- [ТЕКСТ]:
==========

18 октября 2018Театр
356

«Бродвей — это не только мюзиклы»

Дмитрий Богачев — об уходе из Stage Entertainment, новом спектакле и возможных моделях существования российского театра

текст: Марина Шимадина
Detailed_pictureСцена из спектакля «Очень смешная комедия о том, как шоу пошло не так»© Юрий Богомаз

За последние пятнадцать лет премьера очередного мюзикла в Московском дворце молодежи — от «Cats» до «Призрака оперы» и «Бала вампиров» — стала такой же приметой театральной осени, как фестивали NET и «Территория». Но в этом году — сюрприз — нового мюзикла не будет, Stage Entertainment в России — тоже. А бывший гендиректор компании Дмитрий Богачев, покинувший ее год назад, представил на сцене МДМ новый проект, на этот раз драматический, — «Очень смешную комедию о том, как шоу пошло не так», тоже импортированную с Бродвея. Накануне премьеры Марина Шимадина поговорила с Дмитрием Богачевым о его новом шоу, театральной клоунаде, отношениях с партнерами и возможных новых моделях существования российского театра.

— Что заставило вас покинуть компанию Stage Entertainment Russia, которую вы создали и возглавляли почти пятнадцать лет?

==========

- [ВЫБРАННЫЕ ЗАПИСИ]:
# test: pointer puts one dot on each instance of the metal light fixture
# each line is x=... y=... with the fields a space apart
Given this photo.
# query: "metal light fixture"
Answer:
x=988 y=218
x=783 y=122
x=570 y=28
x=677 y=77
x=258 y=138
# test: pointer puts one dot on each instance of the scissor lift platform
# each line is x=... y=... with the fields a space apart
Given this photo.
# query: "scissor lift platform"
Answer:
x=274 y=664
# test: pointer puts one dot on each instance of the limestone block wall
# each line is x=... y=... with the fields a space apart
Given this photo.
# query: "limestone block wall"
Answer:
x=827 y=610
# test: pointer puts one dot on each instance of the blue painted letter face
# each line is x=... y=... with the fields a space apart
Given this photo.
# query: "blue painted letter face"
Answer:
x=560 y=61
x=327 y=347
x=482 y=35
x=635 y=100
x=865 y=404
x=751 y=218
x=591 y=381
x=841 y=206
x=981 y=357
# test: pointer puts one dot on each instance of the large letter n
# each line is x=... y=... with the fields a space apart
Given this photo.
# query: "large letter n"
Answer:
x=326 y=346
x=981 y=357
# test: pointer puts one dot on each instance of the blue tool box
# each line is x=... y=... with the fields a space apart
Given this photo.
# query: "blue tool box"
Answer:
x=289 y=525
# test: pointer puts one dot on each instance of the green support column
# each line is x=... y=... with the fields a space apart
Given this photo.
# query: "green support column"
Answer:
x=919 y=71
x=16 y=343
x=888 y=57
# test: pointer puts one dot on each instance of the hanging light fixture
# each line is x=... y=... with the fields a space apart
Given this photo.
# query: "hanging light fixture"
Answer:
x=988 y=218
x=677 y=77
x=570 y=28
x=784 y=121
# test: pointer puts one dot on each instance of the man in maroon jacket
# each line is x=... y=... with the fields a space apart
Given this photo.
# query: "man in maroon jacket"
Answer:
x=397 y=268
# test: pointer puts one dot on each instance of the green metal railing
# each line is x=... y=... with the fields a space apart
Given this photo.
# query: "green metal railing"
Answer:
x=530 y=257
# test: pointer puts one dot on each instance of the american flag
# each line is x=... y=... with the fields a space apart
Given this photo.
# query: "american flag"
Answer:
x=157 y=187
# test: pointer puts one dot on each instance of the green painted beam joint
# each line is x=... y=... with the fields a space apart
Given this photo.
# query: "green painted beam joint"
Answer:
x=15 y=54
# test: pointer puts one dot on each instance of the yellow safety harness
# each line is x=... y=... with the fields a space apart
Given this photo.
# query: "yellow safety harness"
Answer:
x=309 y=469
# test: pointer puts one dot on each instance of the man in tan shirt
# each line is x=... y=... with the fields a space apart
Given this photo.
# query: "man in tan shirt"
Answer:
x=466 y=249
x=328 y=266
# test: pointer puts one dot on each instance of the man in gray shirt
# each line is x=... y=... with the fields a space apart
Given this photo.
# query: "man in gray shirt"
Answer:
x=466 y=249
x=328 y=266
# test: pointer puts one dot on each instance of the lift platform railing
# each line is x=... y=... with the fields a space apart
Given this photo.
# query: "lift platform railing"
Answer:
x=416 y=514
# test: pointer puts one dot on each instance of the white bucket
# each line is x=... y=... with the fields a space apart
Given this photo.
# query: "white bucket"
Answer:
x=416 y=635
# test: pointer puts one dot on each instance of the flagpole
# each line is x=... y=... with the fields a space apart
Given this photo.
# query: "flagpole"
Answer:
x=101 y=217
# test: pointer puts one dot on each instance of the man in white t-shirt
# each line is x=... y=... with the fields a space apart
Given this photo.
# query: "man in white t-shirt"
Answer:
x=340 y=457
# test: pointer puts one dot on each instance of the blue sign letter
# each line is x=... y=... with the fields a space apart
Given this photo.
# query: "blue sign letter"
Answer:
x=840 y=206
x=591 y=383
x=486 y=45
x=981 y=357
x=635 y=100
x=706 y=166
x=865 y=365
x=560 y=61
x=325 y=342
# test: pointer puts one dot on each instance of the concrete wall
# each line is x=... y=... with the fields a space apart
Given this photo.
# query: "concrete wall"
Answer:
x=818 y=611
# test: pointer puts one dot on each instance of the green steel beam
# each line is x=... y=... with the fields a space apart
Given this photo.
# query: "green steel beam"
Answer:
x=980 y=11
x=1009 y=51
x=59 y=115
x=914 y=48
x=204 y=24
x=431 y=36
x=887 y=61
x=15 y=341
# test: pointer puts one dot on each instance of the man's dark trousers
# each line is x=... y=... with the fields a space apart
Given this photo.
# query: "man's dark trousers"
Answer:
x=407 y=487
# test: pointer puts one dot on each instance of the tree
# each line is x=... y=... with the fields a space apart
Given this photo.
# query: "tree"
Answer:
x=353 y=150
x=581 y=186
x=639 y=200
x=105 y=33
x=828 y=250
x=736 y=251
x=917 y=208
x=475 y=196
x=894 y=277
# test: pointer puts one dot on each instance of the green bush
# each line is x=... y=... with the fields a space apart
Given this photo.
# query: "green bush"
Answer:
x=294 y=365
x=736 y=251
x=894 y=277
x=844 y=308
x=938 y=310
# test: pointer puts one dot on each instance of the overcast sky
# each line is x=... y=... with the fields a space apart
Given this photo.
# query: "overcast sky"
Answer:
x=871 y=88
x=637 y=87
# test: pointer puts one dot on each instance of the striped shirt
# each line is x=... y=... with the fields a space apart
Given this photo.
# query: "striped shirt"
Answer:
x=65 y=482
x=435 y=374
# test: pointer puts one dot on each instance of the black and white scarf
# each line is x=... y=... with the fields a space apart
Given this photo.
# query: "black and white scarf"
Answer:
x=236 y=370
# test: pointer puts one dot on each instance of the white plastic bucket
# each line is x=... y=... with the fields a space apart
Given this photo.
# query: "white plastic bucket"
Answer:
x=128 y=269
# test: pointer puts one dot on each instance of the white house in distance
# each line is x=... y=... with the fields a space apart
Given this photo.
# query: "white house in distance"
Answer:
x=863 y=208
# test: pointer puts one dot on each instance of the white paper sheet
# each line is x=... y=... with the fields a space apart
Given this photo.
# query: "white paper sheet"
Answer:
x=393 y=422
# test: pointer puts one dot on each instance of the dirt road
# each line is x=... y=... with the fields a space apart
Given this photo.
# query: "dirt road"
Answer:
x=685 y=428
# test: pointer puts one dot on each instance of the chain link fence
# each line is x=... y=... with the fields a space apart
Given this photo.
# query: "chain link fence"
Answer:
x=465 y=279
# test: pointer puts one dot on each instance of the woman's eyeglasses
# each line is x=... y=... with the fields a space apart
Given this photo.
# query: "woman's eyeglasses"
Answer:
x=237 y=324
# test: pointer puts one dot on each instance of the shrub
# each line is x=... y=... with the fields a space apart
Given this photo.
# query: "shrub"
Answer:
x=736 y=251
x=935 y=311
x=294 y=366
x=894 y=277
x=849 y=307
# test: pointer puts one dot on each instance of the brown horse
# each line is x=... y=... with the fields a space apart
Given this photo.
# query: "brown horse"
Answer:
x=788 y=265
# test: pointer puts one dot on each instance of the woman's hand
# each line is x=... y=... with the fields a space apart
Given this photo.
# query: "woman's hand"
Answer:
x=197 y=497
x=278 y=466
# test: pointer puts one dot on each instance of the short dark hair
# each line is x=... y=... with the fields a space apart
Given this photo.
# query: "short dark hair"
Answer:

==========

- [ЧТО СДЕЛАТЬ]:
[a] Согласуются ли с текстом о Дмитрии Богачеве следующие утверждения? Для каждого ответьте «да» или «нет» и приведите точную цитату, на которой основан ответ. (i) В этом году Stage Entertainment представила в МДМ новый мюзикл. (ii) Богачев ушел из компании год назад. (iii) Новый проект Богачева драматический.
[b] Какую должность в компании Stage Entertainment раньше занимал Дмитрий Богачев, согласно тексту о нем?

- [ОТВЕТЫ]:
[a]
(i) Нет: «нового мюзикла не будет, Stage Entertainment в России — тоже».
(ii) Да: «покинувший ее год назад».
(iii) Да: «на этот раз драматический».

[b] Он был генеральным директором компании.